◆ **Stated problem**: Put each line of the records, from the line containing "Where can you see the hand" through the end, into a JSON list of strings, one string per line and blank lines omitted.

start

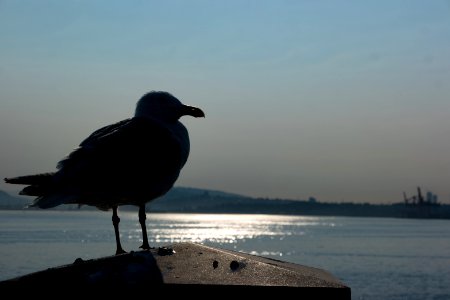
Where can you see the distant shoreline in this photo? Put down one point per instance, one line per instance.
(191, 200)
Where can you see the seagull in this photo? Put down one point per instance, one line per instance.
(130, 162)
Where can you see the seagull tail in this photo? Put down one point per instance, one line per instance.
(52, 200)
(37, 179)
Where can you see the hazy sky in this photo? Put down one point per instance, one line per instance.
(340, 100)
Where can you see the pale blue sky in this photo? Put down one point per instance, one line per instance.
(340, 100)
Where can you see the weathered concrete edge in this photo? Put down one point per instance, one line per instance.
(143, 270)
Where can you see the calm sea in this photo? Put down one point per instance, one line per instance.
(379, 258)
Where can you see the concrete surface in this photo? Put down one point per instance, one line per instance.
(186, 269)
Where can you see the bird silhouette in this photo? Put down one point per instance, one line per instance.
(130, 162)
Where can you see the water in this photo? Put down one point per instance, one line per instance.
(379, 258)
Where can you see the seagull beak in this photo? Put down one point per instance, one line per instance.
(192, 111)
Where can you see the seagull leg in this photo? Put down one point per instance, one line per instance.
(142, 218)
(116, 221)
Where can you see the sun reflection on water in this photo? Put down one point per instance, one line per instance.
(220, 228)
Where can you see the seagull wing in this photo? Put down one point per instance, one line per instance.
(132, 158)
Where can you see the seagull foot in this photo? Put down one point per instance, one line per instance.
(120, 251)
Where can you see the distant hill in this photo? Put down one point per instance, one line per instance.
(193, 200)
(12, 202)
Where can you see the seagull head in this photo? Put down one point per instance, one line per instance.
(164, 106)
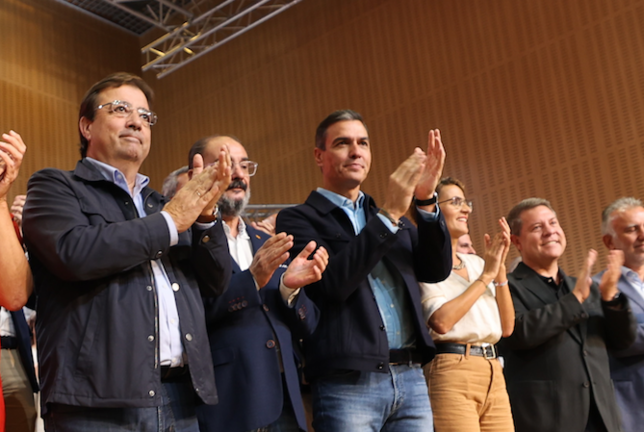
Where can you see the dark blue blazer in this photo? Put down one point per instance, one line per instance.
(23, 334)
(627, 365)
(351, 334)
(243, 327)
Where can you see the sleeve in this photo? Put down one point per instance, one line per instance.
(432, 298)
(350, 262)
(534, 327)
(75, 237)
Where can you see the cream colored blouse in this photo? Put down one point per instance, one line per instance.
(482, 323)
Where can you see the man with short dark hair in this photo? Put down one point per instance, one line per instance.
(623, 229)
(556, 362)
(364, 358)
(252, 326)
(175, 181)
(121, 332)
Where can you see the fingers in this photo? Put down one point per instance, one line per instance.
(588, 264)
(197, 164)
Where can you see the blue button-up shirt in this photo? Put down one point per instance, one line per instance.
(388, 286)
(170, 347)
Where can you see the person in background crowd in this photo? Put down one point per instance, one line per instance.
(623, 229)
(556, 360)
(364, 358)
(464, 245)
(468, 313)
(259, 316)
(16, 282)
(175, 181)
(119, 272)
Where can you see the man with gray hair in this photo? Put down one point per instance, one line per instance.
(556, 361)
(623, 229)
(252, 327)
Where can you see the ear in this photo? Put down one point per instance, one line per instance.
(85, 126)
(317, 153)
(516, 241)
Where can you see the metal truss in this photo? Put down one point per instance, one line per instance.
(194, 27)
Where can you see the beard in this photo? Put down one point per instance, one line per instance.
(234, 207)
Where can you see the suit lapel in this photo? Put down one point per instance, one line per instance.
(545, 294)
(633, 294)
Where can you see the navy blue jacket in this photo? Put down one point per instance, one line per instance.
(243, 326)
(351, 334)
(627, 365)
(96, 327)
(23, 334)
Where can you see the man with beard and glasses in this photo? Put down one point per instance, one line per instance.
(252, 326)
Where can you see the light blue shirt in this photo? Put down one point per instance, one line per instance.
(170, 347)
(388, 286)
(629, 278)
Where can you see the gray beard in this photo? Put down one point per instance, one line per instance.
(233, 208)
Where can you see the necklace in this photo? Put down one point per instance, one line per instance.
(459, 266)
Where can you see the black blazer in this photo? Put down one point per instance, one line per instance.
(556, 359)
(351, 334)
(243, 324)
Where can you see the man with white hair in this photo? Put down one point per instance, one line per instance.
(623, 229)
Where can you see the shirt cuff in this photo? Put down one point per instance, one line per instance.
(387, 222)
(289, 295)
(172, 228)
(427, 216)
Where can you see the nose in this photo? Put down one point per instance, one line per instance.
(238, 171)
(134, 121)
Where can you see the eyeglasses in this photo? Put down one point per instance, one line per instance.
(249, 167)
(125, 109)
(458, 202)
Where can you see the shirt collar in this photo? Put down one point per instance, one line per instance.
(115, 176)
(342, 201)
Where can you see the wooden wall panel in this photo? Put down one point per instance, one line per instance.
(50, 55)
(534, 98)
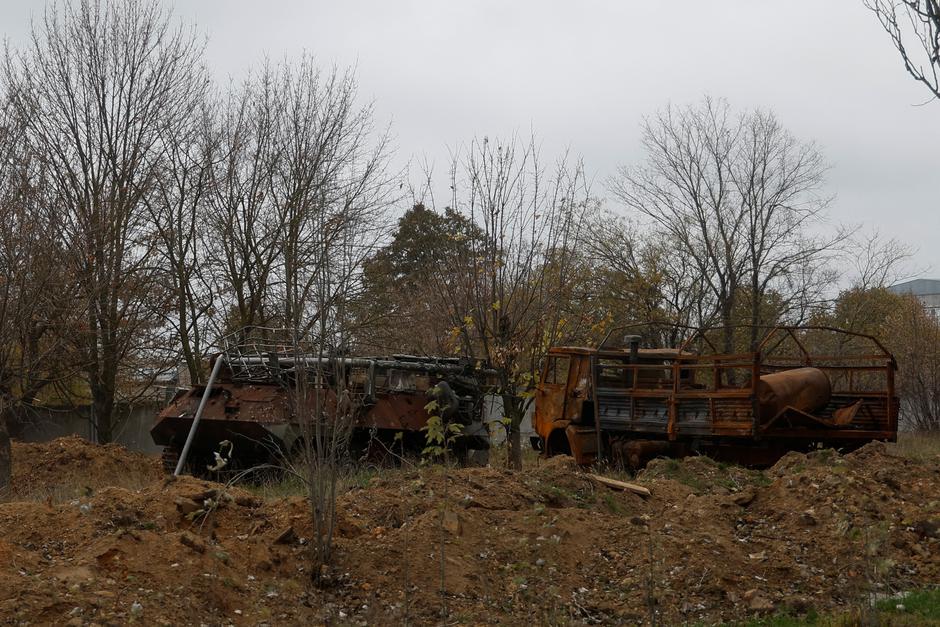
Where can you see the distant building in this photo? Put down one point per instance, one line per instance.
(926, 290)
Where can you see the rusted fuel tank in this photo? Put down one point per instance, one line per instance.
(625, 403)
(805, 389)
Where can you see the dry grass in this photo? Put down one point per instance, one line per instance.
(77, 485)
(919, 446)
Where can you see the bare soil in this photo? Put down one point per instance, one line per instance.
(713, 544)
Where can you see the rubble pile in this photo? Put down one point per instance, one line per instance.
(713, 543)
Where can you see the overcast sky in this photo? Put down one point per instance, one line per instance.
(583, 74)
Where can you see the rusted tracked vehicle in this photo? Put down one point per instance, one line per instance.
(250, 399)
(625, 403)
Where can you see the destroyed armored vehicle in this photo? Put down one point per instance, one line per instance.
(803, 388)
(250, 417)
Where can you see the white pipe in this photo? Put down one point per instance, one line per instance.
(202, 404)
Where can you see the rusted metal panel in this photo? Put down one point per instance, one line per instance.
(680, 396)
(255, 402)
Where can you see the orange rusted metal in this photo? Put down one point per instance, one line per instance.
(752, 406)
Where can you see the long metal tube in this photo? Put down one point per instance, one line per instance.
(355, 362)
(202, 404)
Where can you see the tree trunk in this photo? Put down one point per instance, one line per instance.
(513, 410)
(103, 414)
(6, 459)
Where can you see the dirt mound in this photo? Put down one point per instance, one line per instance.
(713, 543)
(69, 466)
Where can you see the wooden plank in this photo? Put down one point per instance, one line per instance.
(619, 485)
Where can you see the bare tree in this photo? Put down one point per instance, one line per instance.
(639, 277)
(514, 283)
(739, 198)
(35, 296)
(330, 188)
(242, 226)
(879, 262)
(914, 29)
(177, 213)
(99, 85)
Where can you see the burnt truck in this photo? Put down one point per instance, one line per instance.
(248, 403)
(624, 402)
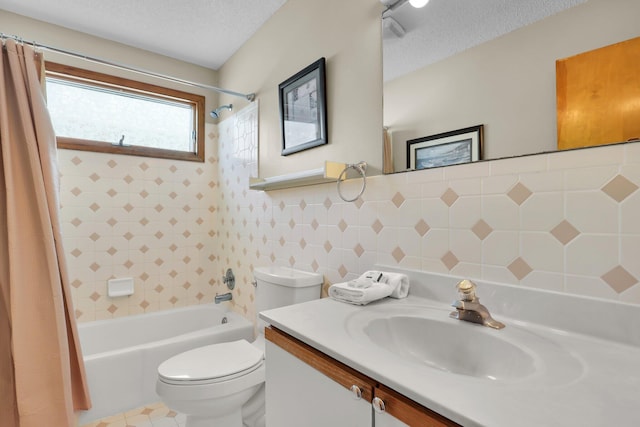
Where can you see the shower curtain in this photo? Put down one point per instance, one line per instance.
(41, 370)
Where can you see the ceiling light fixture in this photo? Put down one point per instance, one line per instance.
(418, 3)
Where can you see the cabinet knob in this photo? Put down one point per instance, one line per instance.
(378, 405)
(357, 393)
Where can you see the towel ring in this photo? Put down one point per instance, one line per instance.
(359, 167)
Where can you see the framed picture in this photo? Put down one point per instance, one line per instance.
(303, 109)
(448, 148)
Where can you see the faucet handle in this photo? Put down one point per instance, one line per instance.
(466, 290)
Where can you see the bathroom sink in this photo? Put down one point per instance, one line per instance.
(451, 346)
(426, 337)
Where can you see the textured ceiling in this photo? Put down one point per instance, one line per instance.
(203, 32)
(208, 32)
(445, 27)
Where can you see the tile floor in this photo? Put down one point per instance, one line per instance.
(153, 415)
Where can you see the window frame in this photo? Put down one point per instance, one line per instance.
(75, 74)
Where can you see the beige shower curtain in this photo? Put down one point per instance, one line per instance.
(41, 371)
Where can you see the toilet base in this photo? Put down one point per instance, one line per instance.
(232, 419)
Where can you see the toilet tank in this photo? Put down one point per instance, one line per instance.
(281, 286)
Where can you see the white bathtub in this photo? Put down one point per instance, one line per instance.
(122, 355)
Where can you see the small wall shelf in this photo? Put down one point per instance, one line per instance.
(328, 173)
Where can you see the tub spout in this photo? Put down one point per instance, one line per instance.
(223, 297)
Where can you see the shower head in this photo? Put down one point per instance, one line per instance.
(216, 113)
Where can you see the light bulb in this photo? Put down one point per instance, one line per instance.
(418, 3)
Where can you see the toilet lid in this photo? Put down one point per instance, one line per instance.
(217, 361)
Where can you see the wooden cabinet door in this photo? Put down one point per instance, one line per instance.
(307, 388)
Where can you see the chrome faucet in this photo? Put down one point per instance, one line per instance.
(468, 307)
(224, 297)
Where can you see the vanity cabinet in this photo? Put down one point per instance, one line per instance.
(306, 387)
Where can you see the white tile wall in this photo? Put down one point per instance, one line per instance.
(562, 221)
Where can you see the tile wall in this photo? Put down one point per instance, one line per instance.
(566, 222)
(150, 219)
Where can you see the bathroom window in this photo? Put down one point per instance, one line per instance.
(97, 112)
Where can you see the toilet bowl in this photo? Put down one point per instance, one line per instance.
(222, 385)
(211, 384)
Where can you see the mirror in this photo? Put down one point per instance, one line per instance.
(455, 64)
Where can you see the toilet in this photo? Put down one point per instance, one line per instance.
(222, 385)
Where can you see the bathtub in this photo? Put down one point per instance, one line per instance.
(122, 355)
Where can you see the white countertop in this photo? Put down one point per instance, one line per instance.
(601, 388)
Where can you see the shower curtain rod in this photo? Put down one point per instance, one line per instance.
(249, 97)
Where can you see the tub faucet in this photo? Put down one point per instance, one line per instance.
(468, 307)
(224, 297)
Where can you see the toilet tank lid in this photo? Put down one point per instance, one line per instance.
(286, 276)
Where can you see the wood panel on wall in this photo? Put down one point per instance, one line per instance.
(598, 96)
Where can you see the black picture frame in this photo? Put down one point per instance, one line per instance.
(303, 109)
(447, 148)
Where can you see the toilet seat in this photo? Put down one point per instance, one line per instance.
(211, 364)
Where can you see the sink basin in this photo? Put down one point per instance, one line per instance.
(451, 347)
(427, 338)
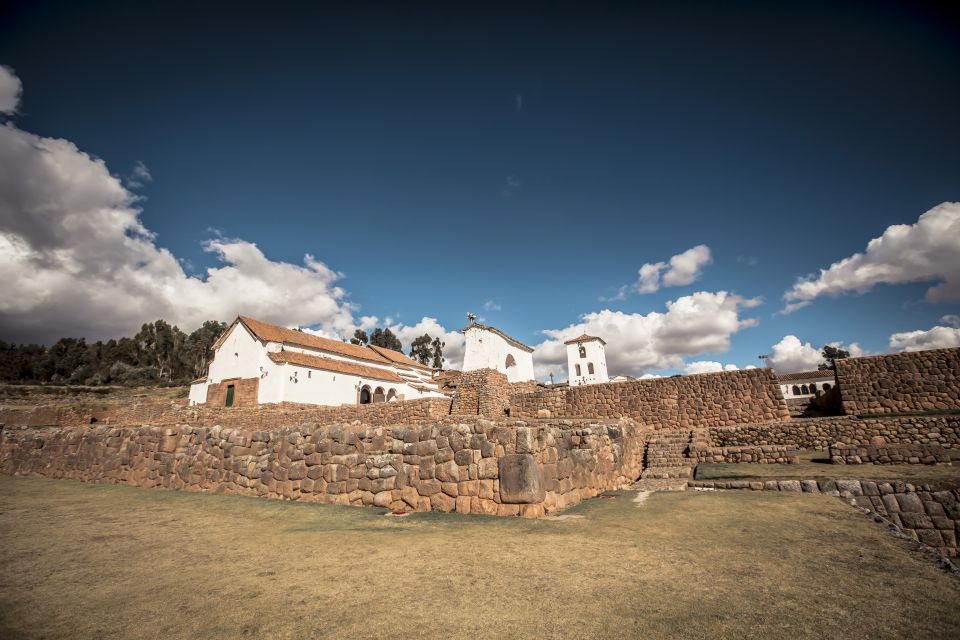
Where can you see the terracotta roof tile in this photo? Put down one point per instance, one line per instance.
(585, 338)
(397, 357)
(805, 375)
(275, 333)
(329, 364)
(510, 340)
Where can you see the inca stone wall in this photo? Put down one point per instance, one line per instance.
(486, 392)
(889, 454)
(476, 467)
(929, 516)
(684, 402)
(820, 433)
(900, 382)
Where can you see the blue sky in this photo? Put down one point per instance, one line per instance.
(531, 157)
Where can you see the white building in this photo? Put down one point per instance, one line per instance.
(586, 360)
(489, 348)
(805, 383)
(258, 363)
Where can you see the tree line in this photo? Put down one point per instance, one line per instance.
(159, 353)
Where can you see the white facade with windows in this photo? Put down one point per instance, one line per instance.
(294, 366)
(586, 360)
(489, 348)
(805, 384)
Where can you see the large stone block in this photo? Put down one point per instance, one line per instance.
(521, 481)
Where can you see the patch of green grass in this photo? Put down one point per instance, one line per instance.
(812, 470)
(94, 561)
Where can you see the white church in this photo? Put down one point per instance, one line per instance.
(257, 362)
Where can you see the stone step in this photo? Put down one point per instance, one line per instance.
(660, 484)
(667, 472)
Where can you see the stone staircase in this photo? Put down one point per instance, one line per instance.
(666, 465)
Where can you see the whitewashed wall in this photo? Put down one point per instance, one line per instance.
(596, 354)
(486, 350)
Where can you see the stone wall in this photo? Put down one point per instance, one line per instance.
(889, 454)
(820, 433)
(486, 392)
(900, 382)
(929, 516)
(478, 467)
(683, 402)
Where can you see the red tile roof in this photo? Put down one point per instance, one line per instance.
(329, 364)
(274, 333)
(585, 338)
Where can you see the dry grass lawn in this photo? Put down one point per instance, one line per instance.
(88, 561)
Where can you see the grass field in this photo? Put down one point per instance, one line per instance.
(89, 561)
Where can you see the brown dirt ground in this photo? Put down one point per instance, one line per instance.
(92, 561)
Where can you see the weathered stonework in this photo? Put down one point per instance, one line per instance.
(820, 433)
(443, 467)
(921, 512)
(900, 382)
(684, 402)
(889, 454)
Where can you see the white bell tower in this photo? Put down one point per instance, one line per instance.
(586, 361)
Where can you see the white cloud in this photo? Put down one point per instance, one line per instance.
(708, 366)
(491, 305)
(682, 269)
(790, 355)
(454, 340)
(139, 176)
(10, 89)
(938, 337)
(926, 251)
(76, 260)
(698, 323)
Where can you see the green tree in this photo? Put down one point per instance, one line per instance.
(385, 338)
(831, 355)
(438, 353)
(421, 349)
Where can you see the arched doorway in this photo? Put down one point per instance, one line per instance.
(365, 396)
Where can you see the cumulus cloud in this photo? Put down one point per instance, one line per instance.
(790, 355)
(10, 89)
(75, 258)
(708, 366)
(454, 340)
(938, 337)
(702, 322)
(927, 251)
(682, 269)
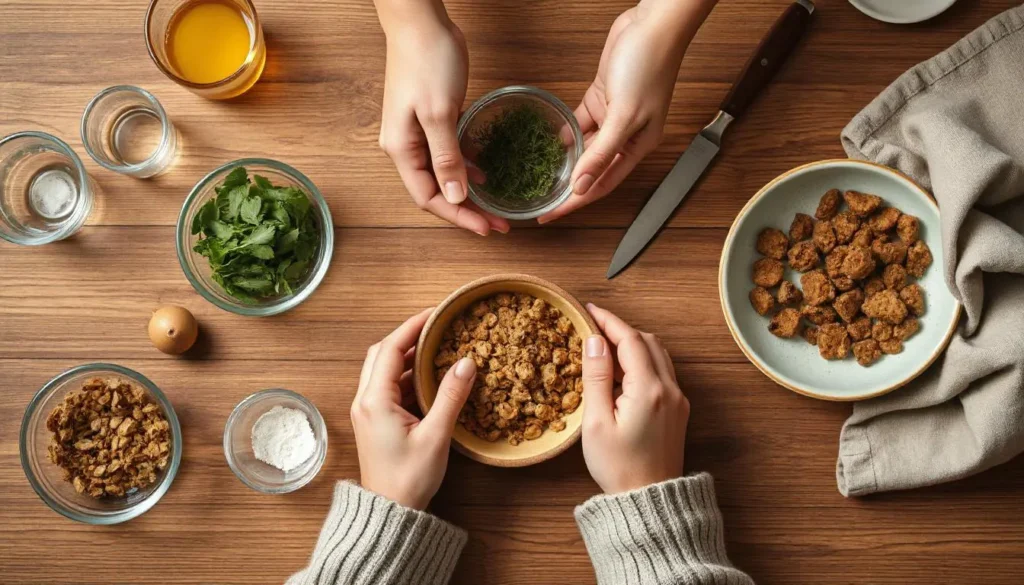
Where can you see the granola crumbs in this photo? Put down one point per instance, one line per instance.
(109, 439)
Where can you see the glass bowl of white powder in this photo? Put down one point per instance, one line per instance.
(275, 441)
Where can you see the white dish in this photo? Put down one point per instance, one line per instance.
(902, 11)
(793, 363)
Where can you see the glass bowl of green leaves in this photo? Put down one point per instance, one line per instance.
(255, 237)
(525, 142)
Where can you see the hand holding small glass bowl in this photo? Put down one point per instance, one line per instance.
(197, 266)
(488, 109)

end

◆ **The completed task**:
[
  "Where can you see the hand holding small glass bowl in this photo? Put down one point per instance, one line per instance.",
  "(197, 266)",
  "(488, 109)"
]